**TASK PROMPT**
Continue the summary of Simon Sinek's "Start With Why" from where it stops.

**STUDY TEXT**
--- START ---

Start With Why
A 3 minute synopsis of Simon Sinek’s ground-breaking book

At Glued, we often refer to author and speaker Simon Sinek’s work ‘Start With Why’ because the theory makes absolute sense to us. The theory states that our values, beliefs and purpose; our Why, echoes our limbic brain (responsible for decision making). Businesses may broadcast the benefits their offer, but we are driven to want to do business with those that share our world view, that reinforce our sense of identity and belonging.

The first step in Glued’s three step approach – research, design and marketing – is all about Why. Gaining absolute clarity enables your business to develop the language and symbolism that helps people identify whether your Why chimes with theirs – and therefore opens the door to growth and long-term customer loyalty.


In case you haven’t read the book – or would like a refresh, we’ve summed it up in a 3 minute read for you below.


Chapter 1: Assume You Know

How our assumptions impact our actions. There are two types of leaders, those who manipulate to get a desired result and those who start with the desired result in mind.


Chapter 2: Carrots and Sticks

Most sales tactics used today are “carrots”, e.g. price, promotion, aspiration, peer pressure, novelty and fear.. These are short-term solutions which will ultimately negatively impact long term success. The ‘other way’ is revealed in next chapter.

--- END ---

(Dataset excerpts)

--- START ---

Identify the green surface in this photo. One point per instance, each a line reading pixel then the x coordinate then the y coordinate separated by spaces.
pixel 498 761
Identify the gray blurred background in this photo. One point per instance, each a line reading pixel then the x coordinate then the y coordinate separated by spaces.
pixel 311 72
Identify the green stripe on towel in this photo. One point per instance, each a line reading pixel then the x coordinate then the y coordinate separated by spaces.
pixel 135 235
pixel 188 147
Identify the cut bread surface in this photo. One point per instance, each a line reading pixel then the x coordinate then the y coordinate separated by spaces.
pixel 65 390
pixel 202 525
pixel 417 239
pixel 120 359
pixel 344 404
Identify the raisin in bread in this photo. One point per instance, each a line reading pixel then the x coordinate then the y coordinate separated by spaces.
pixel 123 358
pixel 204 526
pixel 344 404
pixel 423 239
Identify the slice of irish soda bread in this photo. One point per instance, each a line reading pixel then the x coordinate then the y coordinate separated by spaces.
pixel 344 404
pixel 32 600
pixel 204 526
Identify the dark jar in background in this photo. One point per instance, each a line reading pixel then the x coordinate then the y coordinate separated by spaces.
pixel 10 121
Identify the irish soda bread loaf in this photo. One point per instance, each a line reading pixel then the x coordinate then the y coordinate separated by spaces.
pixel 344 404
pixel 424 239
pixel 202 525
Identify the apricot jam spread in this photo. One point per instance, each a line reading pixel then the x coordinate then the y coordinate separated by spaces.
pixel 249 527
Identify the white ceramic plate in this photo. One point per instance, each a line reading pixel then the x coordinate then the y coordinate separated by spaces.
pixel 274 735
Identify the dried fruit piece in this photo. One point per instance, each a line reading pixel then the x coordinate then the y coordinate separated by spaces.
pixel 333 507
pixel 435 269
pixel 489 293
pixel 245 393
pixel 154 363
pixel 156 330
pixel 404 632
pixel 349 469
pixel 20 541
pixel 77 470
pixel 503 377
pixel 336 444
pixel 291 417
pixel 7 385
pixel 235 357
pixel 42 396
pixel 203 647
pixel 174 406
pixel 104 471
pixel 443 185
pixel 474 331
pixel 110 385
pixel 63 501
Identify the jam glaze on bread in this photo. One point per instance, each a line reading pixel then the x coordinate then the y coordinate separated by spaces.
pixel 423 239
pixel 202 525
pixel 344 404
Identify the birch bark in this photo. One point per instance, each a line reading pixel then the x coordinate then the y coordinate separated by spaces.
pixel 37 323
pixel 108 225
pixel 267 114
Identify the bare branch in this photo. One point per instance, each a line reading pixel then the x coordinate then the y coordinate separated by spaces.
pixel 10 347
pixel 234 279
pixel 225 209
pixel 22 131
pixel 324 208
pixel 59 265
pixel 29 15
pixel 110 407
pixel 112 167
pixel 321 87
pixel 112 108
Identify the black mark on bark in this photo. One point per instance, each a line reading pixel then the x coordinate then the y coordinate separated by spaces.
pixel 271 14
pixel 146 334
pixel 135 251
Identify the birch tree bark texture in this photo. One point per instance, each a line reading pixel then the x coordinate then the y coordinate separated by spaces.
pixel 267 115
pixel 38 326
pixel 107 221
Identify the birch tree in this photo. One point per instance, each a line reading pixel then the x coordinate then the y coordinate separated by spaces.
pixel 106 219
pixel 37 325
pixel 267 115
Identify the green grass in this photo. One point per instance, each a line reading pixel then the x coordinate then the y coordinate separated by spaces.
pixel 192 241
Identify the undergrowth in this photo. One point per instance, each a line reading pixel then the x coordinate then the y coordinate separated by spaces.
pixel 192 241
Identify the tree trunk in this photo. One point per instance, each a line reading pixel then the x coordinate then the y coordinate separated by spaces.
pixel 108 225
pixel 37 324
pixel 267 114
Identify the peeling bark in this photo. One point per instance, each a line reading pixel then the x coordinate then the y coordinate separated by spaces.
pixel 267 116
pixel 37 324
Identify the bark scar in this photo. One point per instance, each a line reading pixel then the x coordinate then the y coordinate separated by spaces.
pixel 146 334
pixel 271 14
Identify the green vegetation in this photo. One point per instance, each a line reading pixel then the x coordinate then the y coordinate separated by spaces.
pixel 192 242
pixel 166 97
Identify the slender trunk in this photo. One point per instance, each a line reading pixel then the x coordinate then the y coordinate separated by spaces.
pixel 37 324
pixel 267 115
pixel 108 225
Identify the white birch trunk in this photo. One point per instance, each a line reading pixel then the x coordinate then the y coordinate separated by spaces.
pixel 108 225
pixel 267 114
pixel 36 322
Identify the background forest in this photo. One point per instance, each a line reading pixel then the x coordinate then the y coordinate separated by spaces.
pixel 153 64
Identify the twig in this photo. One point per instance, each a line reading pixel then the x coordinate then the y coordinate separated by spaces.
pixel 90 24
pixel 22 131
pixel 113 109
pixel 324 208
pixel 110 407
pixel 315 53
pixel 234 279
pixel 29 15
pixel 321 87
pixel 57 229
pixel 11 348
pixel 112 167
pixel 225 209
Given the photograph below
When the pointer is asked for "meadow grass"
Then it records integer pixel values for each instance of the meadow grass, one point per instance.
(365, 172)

--- END ---

**TASK OUTPUT**
Chapter 3: The Golden Circle

Core concept of the book = Start With Why. The circle has Why at centre, followed by How and then What.

Why – understand what is the purpose of the company, why it exists – answers like ‘to earn a living’ are insufficient as these are results not reasons.

How – this is your process

What – this is your product

The idea of working from the centre of the circle outwards is that clear purpose informs how and what you do as a business = authenticity which sets you apart and attracts loyal customers.


Chapter 4: this is not opinion, this is biology

Human desire to belong. We seek ‘tribes’ who share our own ‘Why’. The golden circle echoes how our brain works.

The limbic brain = ‘Why’. Responsible for our feelings like trust and loyalty – where decision making happens.

The neocortex = ‘What’ level – responsible for rational thinking and language, it can process huge amounts of data, facts and figures. But it’s the limbic brain that drives behaviour.


Chapter 5: Clarity, Discipline and Consistency

Elaborates on the golden circle and how it works when used in the right order with discipline and consistency. This gives the emotional context and confidence behind decisions. Businesses should be focussing on people who believe what they believe, rather than serving just anyone who wants their product or service.


Chapter 6: The emergence of trust

We begin to develop trust in companies that appear to be driven by a purpose that aligns with our Why, rather than the more self-serving What. In fact companies that are simply producing commodities based on ‘what’ people want, have to work harder and harder to differentiate themselves from the competition – lower prices, more features etc.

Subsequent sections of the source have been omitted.